Sección de texto:
- - -
# Que Dios los/les bendiga



## Eneldo

Hola,
 
¿Es preferible usar “les” o “los” cuando uno dice “Que Dios los/les bendiga”?
 
¡Muchísimas gracias!


----------



## Mirlo

Yo uso "Que Dios los bendiga"
Saludos,


----------



## Manuel Herman

Creo que en este caso se aplica el llamado "leismo de cortesía". 

"Que Dios les bendiga [a ustedes]" Más formal
"Que Dios los bendiga" [a vosotros]" Más informal

Para evitar la ambigüedad con la tercera persona:

"Que Dios los bendiga [a ellos]" A un grupo de gente no presente
"Que Dios los bendiga" [a vosotros]" A los presentes


----------



## Fernita

"Que Dios los bendiga."


----------



## Eneldo

Para clarificar, quiero decir  “Que Dios los/les bendiga a ustedes”?
 
Gracias de nuevo.


----------



## Manuel Herman

Creo que los más adecuado, como indiqué más arriba sería "les", para evitar  la ambigüedad.


----------



## westopia

Eneldo said:


> Para clarificar, quiero decir “Que Dios los/les bendiga a ustedes”?
> 
> Gracias de nuevo.


 

El _ustedes_ ya sería redundante.  ¨Que Dios los bendiga.¨


----------



## Juliomelecio

El Leísmo es una tendencia, tiene sus partidarios. La RAE establece que es de usu incorrecto. Gramaticalmente es correcto decir "*que Dios los bendiga"*. No es cuestión de formalismos sino de respetar las reglas gramaticales.
Saludos


----------



## Manuel Herman

Este es un caso particular:

http://es.wikipedia.org/wiki/Leísmo_de_cortesía


----------



## Eneldo

Gracias a todos por sus respuestas.


----------



## belita

El problema no es la cortesía. 
En español de España, se usa siempre "le/s" cuando es complemento directo de persona. En cambio, en sudamérica siempre que sea un complemento directo se utiliza "lo/s", sin importar si es de persona o no. 
Un saludo, 
Isabe


----------



## Lurrezko

La ambigüedad no es la cuestión, en efecto. Por cierto que el leísmo es corriente en algunas zonas de España.


----------



## belita

Sí, hay mucho leísmo, es verdad. Pero en este caso no lo sería puesto que es complemento directo de persona. No es lo mismo que, por ejemplo, decir: "que Dios les bendiga" cuando te refieres a perros o a panes, no sé...
- - -
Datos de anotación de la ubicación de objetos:
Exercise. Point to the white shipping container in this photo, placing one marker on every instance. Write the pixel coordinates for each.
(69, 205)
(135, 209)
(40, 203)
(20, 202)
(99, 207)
- - -
Ejercicio propuesto: Transcribe sin cambios el fragmento del hilo sobre «Que Dios los/les bendiga» que va de "Sí, hay mucho" a "panes, no sé...", ambos incluidos. Los ítems no desempeñan ningún papel en este ejercicio.

Solución desarrollada:
Sí, hay mucho leísmo, es verdad. Pero en este caso no lo sería puesto que es complemento directo de persona. No es lo mismo que, por ejemplo, decir: "que Dios les bendiga" cuando te refieres a perros o a panes, no sé...